◆ **Exercises**
a) Answer these questions about the iced-coffee passage, one line each:
(i) Which Brand New song is streaming through the desktop's speakers?
(ii) How many pages of the new journal are filled, and with what?
(iii) What does the tiny Art Deco vase on the kitchen table hold?
b) Reproduce the iced-coffee passage word for word, everything from "When all you" down to "of floral finality.".

The straw in my homemade iced coffee is twirling around in a caffeinated maelstrom; Brand New’s “The Quiet Things That No One Ever Knows” is streaming through the desktop’s speakers; the air conditioner is doing its best to keep up with the climbing heat.
And I’m finding myself contemplating approximately 248 things.
So I halt the circling straw, take a sip of coffee, glance at the Shiva statue staring at me from the desk alcove, and try to focus on the positive things and breathe and do all of the Zen stuff that you’re supposed to do when you’re feeling inundated by all sorts of stimuli.
Breathe in.
There’s a new journal next to me, the first seven pages of which I jotted full with a business schematic, each sentence ending more with a punctuated dream than a period.
Breathe out.
The All-American Rejects just queued up, and “Move Along” is bubbling into the slowly chilling apartment.
When all you got to keep is strong, move along, move along like I know you do…
The tiny Art Deco vase on the nearby kitchen table holds the last of the week’s dying flowers. The red is morphing into a deep umber–the color of floral finality.

◆ **Information**

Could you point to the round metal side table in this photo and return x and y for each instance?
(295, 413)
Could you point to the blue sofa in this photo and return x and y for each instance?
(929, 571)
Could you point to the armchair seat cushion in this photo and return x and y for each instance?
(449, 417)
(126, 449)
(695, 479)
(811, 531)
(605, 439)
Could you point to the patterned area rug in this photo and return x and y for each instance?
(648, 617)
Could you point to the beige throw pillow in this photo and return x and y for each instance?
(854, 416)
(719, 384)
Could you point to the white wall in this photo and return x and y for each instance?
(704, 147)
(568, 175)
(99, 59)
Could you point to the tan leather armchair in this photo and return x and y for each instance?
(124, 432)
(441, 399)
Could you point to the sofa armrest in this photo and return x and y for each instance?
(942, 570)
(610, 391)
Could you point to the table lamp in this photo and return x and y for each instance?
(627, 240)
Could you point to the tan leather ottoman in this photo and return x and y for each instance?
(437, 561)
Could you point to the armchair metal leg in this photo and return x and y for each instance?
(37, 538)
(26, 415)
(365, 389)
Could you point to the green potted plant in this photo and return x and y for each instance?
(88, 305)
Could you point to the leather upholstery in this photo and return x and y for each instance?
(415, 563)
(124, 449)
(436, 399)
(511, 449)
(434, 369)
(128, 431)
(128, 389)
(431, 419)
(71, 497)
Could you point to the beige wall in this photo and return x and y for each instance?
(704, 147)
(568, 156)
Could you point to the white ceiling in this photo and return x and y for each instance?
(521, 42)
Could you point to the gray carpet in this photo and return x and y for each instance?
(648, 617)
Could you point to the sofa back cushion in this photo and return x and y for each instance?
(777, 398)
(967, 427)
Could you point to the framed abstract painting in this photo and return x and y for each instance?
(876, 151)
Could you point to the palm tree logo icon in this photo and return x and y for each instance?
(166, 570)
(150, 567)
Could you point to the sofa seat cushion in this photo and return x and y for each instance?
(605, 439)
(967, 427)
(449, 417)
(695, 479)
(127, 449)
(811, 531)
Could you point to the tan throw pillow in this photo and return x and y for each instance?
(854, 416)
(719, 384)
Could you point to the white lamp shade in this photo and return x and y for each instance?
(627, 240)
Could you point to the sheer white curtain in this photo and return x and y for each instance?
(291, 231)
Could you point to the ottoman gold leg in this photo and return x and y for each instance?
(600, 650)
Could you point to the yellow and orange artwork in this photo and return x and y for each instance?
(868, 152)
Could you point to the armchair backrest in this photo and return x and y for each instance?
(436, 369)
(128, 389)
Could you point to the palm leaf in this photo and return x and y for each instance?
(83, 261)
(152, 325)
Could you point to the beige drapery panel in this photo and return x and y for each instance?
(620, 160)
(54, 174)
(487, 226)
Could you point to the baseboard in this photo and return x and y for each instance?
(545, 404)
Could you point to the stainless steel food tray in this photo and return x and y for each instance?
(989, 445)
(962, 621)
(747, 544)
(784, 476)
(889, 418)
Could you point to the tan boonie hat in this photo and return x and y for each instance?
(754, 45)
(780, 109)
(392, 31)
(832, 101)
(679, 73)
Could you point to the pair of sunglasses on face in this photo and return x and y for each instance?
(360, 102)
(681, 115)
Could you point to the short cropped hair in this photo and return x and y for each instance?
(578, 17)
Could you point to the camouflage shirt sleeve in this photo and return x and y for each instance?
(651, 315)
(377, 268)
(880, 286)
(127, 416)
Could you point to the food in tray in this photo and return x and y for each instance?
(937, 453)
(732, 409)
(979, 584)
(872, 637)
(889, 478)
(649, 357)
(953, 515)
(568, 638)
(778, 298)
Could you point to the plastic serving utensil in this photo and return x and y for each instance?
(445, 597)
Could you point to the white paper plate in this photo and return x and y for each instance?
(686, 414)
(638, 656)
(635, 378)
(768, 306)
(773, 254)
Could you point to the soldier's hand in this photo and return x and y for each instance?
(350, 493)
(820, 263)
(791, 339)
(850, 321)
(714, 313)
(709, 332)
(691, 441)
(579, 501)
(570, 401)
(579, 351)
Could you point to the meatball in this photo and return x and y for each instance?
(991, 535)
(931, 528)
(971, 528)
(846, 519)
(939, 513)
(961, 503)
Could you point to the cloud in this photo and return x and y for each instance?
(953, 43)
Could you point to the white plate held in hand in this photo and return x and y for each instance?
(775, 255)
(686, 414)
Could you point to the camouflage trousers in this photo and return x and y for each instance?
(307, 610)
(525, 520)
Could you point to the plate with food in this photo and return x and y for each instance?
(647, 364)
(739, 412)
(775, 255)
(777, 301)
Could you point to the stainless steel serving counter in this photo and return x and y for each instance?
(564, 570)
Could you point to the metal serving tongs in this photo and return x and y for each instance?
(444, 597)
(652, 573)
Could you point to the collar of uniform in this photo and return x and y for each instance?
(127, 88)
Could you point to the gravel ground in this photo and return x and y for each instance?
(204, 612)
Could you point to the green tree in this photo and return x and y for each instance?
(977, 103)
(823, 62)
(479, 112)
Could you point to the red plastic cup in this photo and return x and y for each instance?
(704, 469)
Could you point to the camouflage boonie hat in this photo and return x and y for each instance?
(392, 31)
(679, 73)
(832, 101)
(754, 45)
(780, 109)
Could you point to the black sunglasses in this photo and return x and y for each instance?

◆ **Expected responses**
a)
(i) "The Quiet Things That No One Ever Knows"
(ii) The first seven pages, filled with a business schematic
(iii) The last of the week's dying flowers

b)
When all you got to keep is strong, move along, move along like I know you do…
The tiny Art Deco vase on the nearby kitchen table holds the last of the week’s dying flowers. The red is morphing into a deep umber–the color of floral finality.